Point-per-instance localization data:
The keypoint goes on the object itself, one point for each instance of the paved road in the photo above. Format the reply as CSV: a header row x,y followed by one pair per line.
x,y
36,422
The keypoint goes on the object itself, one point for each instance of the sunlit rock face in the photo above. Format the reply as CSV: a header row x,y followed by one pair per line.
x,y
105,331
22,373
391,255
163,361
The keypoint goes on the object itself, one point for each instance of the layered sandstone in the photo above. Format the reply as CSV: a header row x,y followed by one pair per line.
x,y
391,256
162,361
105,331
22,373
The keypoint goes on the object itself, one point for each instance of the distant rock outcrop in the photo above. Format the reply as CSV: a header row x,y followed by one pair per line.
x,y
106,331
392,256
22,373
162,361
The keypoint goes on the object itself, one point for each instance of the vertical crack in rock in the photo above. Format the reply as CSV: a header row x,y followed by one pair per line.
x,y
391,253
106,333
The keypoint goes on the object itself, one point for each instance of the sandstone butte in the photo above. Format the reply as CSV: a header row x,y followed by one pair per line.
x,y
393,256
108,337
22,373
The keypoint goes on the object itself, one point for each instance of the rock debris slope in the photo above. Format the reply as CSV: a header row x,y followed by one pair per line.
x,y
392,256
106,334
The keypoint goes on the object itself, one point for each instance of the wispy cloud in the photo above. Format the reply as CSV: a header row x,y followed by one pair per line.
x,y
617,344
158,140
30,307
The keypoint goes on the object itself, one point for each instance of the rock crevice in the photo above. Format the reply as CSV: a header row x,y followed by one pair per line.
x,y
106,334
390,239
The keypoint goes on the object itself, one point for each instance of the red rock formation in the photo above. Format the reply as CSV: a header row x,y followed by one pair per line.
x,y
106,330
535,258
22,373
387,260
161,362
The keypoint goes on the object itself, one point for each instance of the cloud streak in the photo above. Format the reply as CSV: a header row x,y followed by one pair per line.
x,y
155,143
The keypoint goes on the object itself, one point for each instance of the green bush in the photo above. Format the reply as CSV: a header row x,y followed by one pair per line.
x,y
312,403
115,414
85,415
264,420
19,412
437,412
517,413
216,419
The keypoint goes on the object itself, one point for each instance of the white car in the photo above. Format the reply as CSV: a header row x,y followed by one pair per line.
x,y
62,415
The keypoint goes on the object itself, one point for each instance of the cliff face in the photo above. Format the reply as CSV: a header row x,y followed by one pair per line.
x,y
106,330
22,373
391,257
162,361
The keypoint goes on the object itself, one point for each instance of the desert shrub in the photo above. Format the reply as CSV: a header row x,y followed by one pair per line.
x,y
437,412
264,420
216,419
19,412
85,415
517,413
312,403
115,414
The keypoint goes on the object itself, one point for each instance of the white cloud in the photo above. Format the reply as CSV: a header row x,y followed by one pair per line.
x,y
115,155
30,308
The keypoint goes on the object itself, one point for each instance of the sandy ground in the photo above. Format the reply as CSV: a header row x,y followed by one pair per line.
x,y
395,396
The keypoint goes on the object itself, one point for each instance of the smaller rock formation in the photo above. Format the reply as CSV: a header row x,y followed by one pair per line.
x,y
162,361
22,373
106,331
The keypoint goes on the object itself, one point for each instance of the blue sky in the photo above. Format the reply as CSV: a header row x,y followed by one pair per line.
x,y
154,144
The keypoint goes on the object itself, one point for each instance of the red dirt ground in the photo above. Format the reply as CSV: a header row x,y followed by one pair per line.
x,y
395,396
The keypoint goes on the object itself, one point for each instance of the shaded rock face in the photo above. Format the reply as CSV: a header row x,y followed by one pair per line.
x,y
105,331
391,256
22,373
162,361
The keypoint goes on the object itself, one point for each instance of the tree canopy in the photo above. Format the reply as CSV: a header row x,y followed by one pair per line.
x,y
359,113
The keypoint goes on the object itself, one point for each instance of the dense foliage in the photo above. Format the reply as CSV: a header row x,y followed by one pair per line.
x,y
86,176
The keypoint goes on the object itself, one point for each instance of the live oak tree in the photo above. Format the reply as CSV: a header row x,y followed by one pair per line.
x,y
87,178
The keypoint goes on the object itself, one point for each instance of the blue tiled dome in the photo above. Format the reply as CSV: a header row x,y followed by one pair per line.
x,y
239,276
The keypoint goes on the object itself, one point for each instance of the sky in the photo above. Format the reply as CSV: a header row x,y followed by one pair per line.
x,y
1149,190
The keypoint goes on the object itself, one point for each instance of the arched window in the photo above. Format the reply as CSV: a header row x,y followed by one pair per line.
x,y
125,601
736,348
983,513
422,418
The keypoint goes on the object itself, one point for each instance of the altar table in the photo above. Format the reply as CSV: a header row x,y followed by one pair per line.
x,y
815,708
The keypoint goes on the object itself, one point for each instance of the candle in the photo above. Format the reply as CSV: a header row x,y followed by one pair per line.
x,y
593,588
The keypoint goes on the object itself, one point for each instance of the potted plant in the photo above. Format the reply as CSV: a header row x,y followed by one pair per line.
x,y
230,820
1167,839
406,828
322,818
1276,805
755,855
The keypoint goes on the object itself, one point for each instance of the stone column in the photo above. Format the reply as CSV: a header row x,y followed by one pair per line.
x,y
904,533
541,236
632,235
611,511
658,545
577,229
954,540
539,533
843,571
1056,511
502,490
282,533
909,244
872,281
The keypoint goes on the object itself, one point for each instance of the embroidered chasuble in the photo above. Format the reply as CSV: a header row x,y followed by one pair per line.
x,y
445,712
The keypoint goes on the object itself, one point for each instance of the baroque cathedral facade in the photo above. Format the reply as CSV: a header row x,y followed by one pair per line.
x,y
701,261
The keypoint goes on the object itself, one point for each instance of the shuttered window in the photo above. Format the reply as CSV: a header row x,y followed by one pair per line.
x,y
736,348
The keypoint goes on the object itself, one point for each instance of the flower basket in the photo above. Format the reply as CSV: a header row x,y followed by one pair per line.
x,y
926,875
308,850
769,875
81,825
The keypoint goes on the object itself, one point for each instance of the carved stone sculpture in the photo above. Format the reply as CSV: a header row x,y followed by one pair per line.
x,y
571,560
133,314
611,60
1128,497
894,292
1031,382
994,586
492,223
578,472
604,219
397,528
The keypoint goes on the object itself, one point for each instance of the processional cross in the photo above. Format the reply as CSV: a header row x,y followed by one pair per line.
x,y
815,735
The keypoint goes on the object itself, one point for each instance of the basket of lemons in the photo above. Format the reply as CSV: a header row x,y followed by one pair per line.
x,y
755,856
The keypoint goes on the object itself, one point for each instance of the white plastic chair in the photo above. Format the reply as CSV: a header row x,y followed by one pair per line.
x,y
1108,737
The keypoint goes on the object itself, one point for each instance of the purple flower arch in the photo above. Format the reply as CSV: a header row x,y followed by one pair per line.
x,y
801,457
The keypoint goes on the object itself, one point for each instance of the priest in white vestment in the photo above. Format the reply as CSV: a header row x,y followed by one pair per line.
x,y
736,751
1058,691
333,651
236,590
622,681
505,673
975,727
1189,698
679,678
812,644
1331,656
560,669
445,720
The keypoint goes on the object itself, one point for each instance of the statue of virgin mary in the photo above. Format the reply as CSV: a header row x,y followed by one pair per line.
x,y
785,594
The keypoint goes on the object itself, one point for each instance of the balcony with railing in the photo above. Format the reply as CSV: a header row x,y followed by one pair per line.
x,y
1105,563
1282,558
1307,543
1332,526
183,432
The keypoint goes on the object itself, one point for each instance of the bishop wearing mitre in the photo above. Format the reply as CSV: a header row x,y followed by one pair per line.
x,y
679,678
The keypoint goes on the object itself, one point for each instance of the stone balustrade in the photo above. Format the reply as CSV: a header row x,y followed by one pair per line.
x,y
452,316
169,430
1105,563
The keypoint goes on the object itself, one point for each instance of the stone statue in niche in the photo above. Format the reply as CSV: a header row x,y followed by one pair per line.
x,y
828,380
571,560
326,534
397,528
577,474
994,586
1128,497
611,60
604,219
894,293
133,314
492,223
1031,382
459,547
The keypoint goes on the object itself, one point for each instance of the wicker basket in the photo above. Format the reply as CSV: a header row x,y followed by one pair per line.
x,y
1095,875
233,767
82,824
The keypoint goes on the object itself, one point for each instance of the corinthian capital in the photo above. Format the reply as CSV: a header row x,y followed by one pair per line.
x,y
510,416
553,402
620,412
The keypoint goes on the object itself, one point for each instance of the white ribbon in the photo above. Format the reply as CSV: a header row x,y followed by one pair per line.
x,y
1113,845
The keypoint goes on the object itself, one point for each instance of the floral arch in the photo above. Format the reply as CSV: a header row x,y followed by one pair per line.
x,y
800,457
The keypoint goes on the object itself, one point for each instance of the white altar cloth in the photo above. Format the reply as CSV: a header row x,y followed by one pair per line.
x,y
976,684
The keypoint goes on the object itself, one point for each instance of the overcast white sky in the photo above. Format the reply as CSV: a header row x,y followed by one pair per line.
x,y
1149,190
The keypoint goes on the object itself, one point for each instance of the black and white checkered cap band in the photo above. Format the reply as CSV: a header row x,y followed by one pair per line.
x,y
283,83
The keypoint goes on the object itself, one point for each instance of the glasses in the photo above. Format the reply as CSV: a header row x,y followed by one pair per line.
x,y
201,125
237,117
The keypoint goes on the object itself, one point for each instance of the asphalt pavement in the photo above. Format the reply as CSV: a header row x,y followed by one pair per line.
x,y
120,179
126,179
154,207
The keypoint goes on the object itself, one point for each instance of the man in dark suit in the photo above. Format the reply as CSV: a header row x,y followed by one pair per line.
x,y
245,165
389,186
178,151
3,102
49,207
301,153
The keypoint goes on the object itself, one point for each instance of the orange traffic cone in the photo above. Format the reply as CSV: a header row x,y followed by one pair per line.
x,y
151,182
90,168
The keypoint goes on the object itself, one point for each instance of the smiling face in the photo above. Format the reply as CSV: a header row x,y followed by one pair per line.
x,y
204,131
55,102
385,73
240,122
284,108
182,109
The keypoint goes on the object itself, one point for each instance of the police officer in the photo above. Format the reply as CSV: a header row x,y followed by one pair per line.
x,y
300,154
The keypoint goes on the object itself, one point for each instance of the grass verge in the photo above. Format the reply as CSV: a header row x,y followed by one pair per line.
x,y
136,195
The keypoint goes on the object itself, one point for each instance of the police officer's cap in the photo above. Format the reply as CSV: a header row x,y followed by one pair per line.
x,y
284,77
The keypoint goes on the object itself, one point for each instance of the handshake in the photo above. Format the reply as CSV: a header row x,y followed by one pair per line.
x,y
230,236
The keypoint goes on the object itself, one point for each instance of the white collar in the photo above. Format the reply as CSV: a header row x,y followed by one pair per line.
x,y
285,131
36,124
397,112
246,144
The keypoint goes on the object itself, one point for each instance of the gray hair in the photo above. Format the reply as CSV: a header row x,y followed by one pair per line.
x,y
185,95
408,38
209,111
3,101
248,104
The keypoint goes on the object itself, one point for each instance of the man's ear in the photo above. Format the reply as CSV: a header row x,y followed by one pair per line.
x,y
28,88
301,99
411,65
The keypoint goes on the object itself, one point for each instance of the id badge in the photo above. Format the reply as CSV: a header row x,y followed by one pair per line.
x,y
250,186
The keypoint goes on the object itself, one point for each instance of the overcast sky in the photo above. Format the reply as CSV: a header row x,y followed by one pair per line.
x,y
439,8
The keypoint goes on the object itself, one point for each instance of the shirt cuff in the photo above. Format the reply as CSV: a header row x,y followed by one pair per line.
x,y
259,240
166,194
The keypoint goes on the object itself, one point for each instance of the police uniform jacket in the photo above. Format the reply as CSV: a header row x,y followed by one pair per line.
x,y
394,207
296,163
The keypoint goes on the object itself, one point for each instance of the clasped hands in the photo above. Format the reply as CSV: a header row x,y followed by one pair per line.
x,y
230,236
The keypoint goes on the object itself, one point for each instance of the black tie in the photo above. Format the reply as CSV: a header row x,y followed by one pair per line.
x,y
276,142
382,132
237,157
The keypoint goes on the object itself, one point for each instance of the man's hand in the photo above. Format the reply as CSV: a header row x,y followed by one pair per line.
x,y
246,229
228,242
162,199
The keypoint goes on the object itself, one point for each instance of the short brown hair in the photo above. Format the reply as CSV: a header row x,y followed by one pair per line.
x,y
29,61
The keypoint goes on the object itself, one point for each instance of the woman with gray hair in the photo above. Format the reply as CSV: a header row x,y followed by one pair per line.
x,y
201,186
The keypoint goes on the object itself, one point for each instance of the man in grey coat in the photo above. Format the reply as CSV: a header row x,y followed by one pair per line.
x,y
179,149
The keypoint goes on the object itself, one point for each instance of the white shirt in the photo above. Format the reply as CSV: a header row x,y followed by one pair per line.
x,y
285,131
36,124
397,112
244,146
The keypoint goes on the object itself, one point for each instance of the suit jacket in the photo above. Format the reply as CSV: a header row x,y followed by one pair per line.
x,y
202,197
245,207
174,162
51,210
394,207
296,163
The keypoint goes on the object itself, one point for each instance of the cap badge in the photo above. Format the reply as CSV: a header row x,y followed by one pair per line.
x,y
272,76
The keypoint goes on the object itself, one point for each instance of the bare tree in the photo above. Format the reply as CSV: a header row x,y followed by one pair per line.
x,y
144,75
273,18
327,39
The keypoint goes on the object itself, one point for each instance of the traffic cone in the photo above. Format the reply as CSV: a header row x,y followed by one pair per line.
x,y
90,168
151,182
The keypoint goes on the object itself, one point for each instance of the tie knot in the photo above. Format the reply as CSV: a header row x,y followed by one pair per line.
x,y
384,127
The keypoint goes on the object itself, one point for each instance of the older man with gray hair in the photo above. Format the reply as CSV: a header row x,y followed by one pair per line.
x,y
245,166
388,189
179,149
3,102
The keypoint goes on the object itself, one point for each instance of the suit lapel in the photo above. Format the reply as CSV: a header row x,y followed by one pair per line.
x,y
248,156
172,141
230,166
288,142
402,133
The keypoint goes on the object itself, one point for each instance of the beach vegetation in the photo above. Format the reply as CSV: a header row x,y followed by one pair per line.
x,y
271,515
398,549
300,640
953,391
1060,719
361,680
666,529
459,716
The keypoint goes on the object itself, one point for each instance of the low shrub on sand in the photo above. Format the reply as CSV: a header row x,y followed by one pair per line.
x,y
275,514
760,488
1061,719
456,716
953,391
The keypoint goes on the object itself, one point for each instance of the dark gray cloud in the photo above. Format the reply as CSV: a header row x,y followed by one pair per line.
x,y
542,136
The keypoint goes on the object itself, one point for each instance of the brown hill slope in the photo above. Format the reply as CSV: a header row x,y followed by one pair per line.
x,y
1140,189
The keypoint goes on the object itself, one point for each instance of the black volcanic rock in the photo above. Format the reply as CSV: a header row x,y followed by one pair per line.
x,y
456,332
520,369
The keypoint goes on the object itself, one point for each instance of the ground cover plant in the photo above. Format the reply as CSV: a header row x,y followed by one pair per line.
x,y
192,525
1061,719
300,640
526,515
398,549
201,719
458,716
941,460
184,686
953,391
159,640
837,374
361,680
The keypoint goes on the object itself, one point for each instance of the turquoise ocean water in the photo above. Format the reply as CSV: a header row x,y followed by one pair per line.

**YOUR OBJECTIVE:**
What you return should consist solely of the lines from the one containing "the suit lapel" through the end of the entries above, reproduced exactly.

**ANSWER FOR THE TASK:**
The keypoint goes on the object itself, one point for each instance of the suit lapel in the photo above. Format the reply as CSV: a header row x,y followed by one pair per line.
x,y
248,156
172,141
230,166
288,142
402,133
The keypoint goes on the object itself, one point for each instance of the beach vegetation in the photo above. Format the reply as CSV: a header row x,y followed by one pair per line.
x,y
271,515
398,549
300,640
953,391
1060,719
361,680
666,529
459,716
The keypoint goes on the object itself, one point for each instance of the low shrub on sand in the photo above. Format the reply as CSV: a header row x,y followed by one pair per line.
x,y
275,514
760,488
1061,719
456,716
953,391
The keypoint goes on the object itself, one point for each instance of the dark gray cloud in the photo above. Format the reply as CSV: a header row x,y followed by one pair per line.
x,y
542,136
The keypoint goes on the object itself, one point for each instance of the brown hill slope in the photo above. Format the reply as CSV: a header row x,y followed by one pair per line.
x,y
1140,189
The keypoint goes on the object itself, one point for each instance of the black volcanic rock in the photo above. Format the reply as CSV: a header row x,y followed by one pair per line.
x,y
456,332
520,369
The keypoint goes on the object itself, one point for each instance of the ground cover plant in the photo above. Format the reply as CSV: a header row x,y followed by one pair per line.
x,y
192,525
1061,719
300,640
526,515
398,549
201,719
458,716
941,460
184,686
953,391
159,640
837,374
361,680
The keypoint goes on the object itself, one point for each instance of the turquoise ocean water in the photo above. Format the reply as CSV: a header row x,y followed by one pair per line.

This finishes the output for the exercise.